» Stated goal
Give only the number of lines in the listing below that contain the string "road". Matching is case-sensitive.

---+---

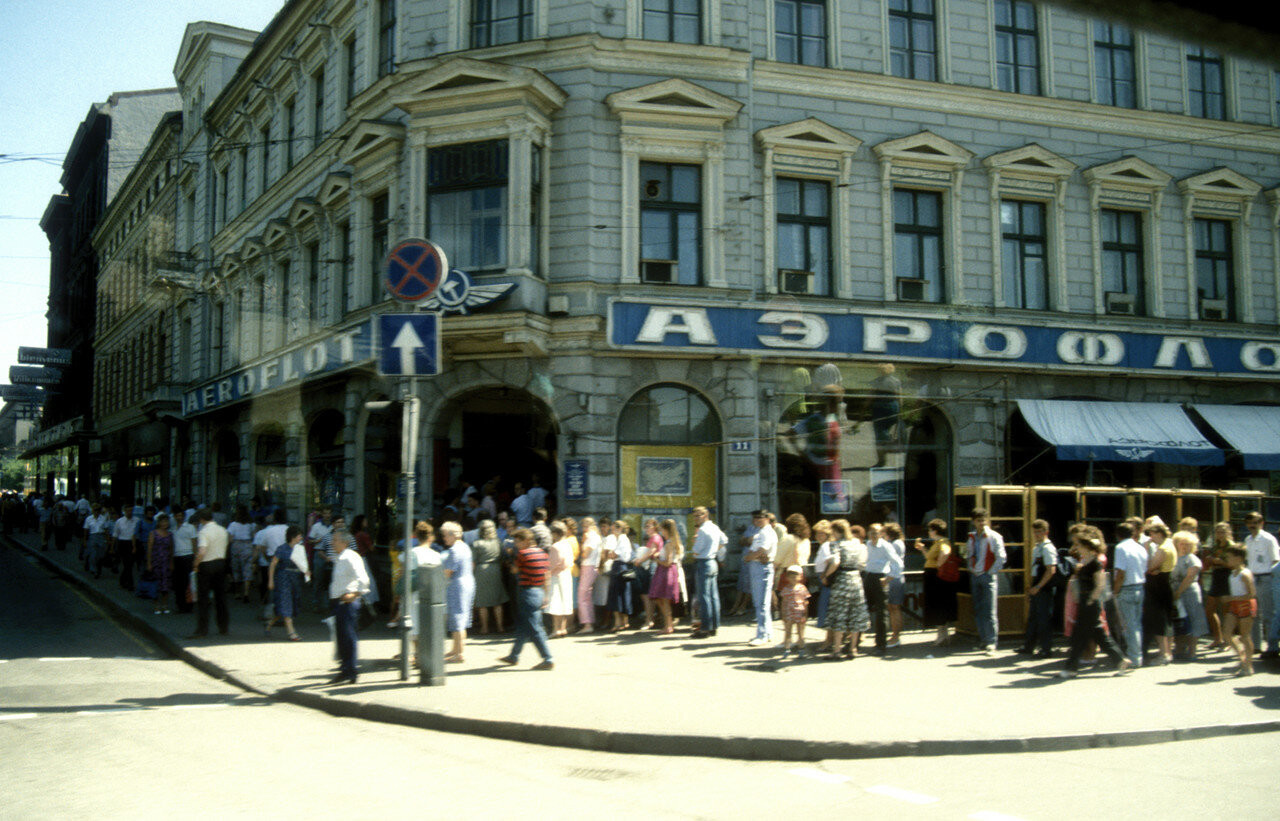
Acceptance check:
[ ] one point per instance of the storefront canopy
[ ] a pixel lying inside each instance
(1119, 432)
(1252, 429)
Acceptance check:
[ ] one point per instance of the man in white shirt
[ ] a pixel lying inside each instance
(1129, 579)
(986, 553)
(1261, 556)
(709, 547)
(348, 584)
(758, 560)
(210, 566)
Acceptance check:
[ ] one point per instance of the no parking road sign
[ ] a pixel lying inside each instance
(415, 269)
(408, 345)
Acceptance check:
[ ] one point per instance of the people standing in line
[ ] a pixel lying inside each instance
(664, 585)
(709, 551)
(241, 552)
(794, 609)
(848, 615)
(286, 577)
(896, 594)
(96, 529)
(531, 566)
(1189, 624)
(348, 583)
(1262, 553)
(759, 566)
(1092, 580)
(984, 551)
(1242, 609)
(1159, 602)
(210, 566)
(490, 594)
(460, 592)
(1038, 639)
(124, 546)
(588, 570)
(160, 562)
(560, 580)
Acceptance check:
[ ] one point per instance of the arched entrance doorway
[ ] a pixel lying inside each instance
(325, 441)
(503, 434)
(668, 455)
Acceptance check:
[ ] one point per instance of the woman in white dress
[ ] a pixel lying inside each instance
(560, 580)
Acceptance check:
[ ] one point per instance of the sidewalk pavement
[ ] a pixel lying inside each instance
(672, 694)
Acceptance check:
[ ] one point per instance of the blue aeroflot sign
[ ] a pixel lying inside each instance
(787, 331)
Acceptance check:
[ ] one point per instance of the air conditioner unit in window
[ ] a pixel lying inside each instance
(794, 281)
(1212, 309)
(662, 272)
(1119, 302)
(910, 290)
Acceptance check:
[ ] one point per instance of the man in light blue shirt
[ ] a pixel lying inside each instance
(708, 552)
(1129, 578)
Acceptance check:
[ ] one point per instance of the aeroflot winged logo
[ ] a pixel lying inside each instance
(457, 295)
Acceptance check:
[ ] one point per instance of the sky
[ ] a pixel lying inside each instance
(58, 58)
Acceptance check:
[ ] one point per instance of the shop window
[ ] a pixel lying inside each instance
(1016, 46)
(800, 31)
(913, 48)
(670, 223)
(467, 203)
(673, 21)
(496, 22)
(1114, 65)
(668, 415)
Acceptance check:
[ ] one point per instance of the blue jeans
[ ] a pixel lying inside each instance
(708, 593)
(1129, 603)
(344, 625)
(760, 574)
(982, 587)
(529, 623)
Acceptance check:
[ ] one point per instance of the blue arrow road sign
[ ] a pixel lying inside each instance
(408, 345)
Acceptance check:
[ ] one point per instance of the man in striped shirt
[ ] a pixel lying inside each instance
(531, 568)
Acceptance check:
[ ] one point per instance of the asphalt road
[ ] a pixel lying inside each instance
(94, 723)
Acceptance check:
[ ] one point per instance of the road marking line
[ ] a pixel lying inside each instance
(819, 775)
(901, 794)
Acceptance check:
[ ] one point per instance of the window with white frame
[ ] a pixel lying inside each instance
(913, 41)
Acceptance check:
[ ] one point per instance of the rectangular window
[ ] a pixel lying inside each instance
(1114, 65)
(466, 188)
(379, 242)
(1024, 254)
(1206, 83)
(918, 260)
(671, 214)
(913, 48)
(348, 58)
(289, 132)
(1016, 46)
(673, 21)
(316, 108)
(1215, 269)
(1121, 261)
(804, 236)
(494, 22)
(800, 31)
(385, 37)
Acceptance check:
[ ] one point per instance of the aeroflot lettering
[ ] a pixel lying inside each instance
(769, 329)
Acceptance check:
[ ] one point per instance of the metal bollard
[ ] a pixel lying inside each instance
(429, 585)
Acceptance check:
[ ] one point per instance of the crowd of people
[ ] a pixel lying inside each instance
(1151, 597)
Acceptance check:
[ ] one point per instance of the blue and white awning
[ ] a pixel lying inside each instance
(1251, 429)
(1119, 432)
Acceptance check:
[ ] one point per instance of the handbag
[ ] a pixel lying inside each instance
(950, 568)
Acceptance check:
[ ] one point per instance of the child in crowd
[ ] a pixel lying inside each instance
(794, 603)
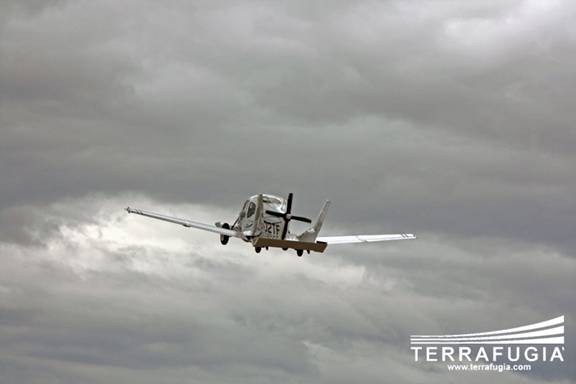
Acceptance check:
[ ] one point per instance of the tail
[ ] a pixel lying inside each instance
(311, 233)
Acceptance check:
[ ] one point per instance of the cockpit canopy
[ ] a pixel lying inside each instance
(269, 202)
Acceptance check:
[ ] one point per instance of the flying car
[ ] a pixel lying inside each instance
(264, 222)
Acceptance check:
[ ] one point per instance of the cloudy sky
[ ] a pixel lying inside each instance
(451, 120)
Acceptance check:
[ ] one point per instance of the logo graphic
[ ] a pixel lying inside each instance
(501, 350)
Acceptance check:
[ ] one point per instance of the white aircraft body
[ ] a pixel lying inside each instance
(263, 221)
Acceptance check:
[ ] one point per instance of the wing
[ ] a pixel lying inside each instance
(184, 222)
(364, 238)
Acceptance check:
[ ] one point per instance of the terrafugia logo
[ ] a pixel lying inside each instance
(543, 342)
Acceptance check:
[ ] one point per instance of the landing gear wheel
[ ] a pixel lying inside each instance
(223, 238)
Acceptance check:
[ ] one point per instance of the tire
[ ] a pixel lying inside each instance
(223, 238)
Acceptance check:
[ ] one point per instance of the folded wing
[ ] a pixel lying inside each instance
(364, 238)
(184, 222)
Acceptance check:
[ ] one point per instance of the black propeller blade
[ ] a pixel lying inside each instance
(287, 216)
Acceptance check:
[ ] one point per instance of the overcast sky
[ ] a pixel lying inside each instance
(450, 120)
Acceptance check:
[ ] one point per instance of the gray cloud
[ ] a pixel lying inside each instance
(453, 121)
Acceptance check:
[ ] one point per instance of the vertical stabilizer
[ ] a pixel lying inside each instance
(311, 233)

---+---

» Task output
4